▸ **Location labeling records**
++++++++
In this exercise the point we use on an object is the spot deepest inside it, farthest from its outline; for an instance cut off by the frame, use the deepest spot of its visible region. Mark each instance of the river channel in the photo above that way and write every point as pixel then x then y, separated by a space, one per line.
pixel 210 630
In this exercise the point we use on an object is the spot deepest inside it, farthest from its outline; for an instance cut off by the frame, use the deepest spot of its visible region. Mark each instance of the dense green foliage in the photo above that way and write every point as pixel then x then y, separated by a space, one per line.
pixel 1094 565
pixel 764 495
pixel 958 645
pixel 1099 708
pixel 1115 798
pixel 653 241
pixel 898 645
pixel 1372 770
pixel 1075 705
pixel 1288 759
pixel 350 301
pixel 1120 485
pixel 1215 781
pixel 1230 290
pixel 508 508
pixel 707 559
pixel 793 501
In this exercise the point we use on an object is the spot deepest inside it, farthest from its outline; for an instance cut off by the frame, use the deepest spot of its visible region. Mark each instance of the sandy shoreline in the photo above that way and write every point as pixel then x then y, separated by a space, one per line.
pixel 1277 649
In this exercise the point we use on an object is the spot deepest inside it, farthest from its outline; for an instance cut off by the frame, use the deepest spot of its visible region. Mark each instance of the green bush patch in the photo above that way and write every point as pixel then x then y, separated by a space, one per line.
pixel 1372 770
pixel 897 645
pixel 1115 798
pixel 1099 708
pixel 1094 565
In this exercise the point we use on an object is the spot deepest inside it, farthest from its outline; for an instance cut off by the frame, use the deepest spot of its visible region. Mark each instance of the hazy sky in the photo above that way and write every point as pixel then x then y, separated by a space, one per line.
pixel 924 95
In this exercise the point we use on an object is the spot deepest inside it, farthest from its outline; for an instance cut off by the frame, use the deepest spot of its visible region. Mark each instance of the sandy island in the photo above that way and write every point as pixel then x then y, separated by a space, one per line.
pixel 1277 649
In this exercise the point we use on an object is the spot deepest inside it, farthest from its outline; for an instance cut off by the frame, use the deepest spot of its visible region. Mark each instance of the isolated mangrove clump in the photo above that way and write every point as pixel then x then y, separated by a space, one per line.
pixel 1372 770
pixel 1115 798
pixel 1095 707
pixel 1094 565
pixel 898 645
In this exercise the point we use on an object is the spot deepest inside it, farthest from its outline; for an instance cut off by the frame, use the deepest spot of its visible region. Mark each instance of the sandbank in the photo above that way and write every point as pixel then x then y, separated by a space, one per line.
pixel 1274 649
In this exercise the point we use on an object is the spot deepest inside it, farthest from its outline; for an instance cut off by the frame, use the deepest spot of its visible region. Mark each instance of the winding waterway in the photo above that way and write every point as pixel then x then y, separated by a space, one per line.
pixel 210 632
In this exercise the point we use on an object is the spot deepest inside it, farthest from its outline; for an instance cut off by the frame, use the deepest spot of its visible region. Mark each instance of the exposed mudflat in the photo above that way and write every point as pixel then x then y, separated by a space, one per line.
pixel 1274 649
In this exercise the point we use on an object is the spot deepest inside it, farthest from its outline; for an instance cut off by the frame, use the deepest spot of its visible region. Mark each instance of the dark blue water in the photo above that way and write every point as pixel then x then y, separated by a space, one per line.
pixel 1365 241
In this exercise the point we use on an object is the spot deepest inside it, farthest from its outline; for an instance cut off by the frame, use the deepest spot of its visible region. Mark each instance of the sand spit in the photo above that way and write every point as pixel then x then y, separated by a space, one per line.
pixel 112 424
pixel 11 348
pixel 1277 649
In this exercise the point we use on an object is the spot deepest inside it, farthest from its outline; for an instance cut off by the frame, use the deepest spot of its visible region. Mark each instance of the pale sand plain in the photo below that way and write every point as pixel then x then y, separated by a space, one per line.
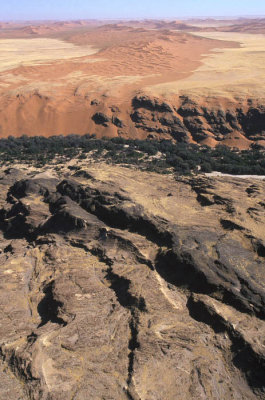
pixel 228 72
pixel 25 52
pixel 47 84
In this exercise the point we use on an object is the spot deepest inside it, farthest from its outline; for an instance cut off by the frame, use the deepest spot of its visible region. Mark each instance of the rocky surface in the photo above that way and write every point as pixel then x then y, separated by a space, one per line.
pixel 121 284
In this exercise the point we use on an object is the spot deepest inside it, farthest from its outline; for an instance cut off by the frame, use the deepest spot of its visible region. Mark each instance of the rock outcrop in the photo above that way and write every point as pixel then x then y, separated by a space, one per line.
pixel 121 284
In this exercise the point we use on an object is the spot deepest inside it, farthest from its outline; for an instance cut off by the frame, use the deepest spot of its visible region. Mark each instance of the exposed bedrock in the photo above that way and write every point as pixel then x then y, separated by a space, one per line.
pixel 234 122
pixel 107 282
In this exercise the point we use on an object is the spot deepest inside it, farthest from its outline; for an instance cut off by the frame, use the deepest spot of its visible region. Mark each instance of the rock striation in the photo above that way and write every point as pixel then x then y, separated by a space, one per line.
pixel 121 284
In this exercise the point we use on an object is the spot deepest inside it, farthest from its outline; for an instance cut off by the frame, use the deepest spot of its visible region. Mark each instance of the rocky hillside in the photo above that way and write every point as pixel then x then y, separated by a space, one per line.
pixel 121 284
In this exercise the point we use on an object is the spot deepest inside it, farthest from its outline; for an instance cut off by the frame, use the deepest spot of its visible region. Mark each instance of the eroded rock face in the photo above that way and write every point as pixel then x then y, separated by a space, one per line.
pixel 121 284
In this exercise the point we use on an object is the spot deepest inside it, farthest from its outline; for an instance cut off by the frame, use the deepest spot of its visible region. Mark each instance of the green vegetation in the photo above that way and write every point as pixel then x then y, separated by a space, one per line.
pixel 160 156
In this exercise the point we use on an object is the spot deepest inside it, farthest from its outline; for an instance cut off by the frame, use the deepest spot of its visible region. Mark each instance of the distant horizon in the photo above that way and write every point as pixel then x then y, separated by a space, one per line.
pixel 64 10
pixel 199 17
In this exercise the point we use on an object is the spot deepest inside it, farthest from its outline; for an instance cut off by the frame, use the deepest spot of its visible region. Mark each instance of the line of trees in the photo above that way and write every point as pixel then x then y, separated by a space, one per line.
pixel 161 156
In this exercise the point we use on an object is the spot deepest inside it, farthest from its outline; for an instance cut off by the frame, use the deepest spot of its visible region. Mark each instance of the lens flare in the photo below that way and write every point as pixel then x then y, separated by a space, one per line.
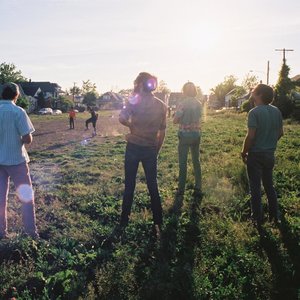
pixel 134 99
pixel 151 84
pixel 25 193
pixel 84 142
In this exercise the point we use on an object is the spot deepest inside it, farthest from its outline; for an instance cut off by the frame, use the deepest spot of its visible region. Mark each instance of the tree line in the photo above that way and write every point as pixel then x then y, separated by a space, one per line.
pixel 284 89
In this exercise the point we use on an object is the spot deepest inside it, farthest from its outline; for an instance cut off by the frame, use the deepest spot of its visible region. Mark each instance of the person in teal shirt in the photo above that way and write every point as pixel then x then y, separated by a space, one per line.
pixel 188 116
pixel 264 130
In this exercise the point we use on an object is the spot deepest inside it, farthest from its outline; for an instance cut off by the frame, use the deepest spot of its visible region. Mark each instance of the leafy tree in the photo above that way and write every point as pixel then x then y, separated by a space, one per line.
pixel 249 82
pixel 223 88
pixel 23 102
pixel 9 73
pixel 283 89
pixel 75 90
pixel 41 100
pixel 199 93
pixel 89 99
pixel 162 87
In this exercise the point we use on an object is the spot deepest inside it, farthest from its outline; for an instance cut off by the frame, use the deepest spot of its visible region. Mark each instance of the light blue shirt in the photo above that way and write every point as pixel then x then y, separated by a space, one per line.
pixel 267 121
pixel 14 123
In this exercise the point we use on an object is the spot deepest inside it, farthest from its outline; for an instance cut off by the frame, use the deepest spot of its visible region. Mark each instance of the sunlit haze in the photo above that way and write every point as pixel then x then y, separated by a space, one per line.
pixel 110 42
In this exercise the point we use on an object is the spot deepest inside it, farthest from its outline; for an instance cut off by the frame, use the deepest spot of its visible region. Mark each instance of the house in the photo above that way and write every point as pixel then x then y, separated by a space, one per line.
pixel 30 96
pixel 242 99
pixel 110 100
pixel 49 90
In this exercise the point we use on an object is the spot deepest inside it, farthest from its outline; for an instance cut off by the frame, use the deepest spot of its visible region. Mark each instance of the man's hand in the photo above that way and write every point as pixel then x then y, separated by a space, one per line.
pixel 26 139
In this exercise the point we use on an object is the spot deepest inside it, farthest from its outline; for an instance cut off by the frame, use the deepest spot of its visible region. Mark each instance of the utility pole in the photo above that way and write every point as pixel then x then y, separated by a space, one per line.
pixel 74 91
pixel 284 50
pixel 268 72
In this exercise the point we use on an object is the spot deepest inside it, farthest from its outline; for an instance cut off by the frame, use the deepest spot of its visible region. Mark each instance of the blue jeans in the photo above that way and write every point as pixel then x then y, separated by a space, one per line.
pixel 260 169
pixel 148 156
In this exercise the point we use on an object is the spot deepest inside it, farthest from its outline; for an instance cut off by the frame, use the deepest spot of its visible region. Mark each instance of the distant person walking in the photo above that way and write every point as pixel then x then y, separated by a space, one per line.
pixel 93 119
pixel 15 131
pixel 72 117
pixel 145 116
pixel 264 130
pixel 188 115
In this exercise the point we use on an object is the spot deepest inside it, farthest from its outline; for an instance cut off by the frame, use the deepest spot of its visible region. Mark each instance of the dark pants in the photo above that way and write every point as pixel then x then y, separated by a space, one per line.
pixel 72 123
pixel 260 168
pixel 186 144
pixel 90 120
pixel 148 156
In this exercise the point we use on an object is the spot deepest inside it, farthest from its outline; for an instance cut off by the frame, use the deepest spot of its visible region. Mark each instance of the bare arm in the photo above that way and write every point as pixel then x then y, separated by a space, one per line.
pixel 248 142
pixel 27 139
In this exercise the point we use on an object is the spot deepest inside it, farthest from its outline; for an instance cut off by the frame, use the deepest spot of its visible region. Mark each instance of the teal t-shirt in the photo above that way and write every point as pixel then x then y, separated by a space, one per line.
pixel 189 115
pixel 267 121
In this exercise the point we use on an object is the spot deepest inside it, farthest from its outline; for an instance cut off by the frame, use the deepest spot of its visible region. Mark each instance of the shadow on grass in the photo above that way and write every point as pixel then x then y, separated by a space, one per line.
pixel 283 272
pixel 292 245
pixel 170 275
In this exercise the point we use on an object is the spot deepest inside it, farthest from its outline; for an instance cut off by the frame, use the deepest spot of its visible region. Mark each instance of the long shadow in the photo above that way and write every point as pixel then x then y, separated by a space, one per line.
pixel 284 285
pixel 292 245
pixel 170 275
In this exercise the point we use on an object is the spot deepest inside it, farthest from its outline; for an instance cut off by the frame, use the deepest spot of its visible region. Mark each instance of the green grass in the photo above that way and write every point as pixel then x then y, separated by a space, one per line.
pixel 208 250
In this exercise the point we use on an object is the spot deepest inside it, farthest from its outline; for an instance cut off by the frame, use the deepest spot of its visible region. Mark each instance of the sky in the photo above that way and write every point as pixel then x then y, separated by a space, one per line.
pixel 110 41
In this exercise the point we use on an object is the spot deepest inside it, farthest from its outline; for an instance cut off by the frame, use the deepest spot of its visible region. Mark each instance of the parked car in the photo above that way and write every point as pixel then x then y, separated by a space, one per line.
pixel 57 112
pixel 45 111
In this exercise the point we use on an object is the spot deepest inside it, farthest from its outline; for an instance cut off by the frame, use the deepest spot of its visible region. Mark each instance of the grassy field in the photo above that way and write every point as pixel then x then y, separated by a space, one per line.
pixel 208 249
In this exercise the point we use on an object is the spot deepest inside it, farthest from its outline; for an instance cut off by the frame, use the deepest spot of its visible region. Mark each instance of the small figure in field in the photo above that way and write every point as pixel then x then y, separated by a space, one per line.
pixel 145 116
pixel 72 117
pixel 15 131
pixel 264 130
pixel 93 119
pixel 188 116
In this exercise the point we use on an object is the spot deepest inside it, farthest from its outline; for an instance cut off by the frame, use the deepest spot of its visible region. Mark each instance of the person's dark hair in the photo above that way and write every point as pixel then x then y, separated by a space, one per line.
pixel 10 91
pixel 189 90
pixel 265 91
pixel 149 82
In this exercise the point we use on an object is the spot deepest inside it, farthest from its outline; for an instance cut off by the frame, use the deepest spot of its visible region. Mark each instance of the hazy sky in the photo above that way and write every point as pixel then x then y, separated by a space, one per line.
pixel 111 41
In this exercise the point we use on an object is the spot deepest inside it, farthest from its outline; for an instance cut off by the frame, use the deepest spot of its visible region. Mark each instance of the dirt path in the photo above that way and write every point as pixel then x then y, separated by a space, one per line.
pixel 52 136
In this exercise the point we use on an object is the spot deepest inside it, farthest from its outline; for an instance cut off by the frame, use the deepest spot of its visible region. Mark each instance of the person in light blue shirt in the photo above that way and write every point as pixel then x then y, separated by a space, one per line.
pixel 264 130
pixel 15 131
pixel 188 116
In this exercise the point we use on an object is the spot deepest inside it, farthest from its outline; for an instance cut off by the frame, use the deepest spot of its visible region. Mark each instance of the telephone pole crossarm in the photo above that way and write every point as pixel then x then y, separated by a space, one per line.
++++++++
Starting at the beginning of the listing and stopping after the line that contains "pixel 210 630", lay out each line as a Markdown table with the columns Row and Line, skipping blank lines.

▸ **Problem solution**
| Row | Line |
|---|---|
| 1 | In this exercise the point we use on an object is the spot deepest inside it, farthest from its outline; for an instance cut off by the frame, use the deepest spot of its visible region. Mark each instance of the river channel in the photo above that way and write every point as pixel then x then y, separated by a space, one per line. |
| 2 | pixel 210 630 |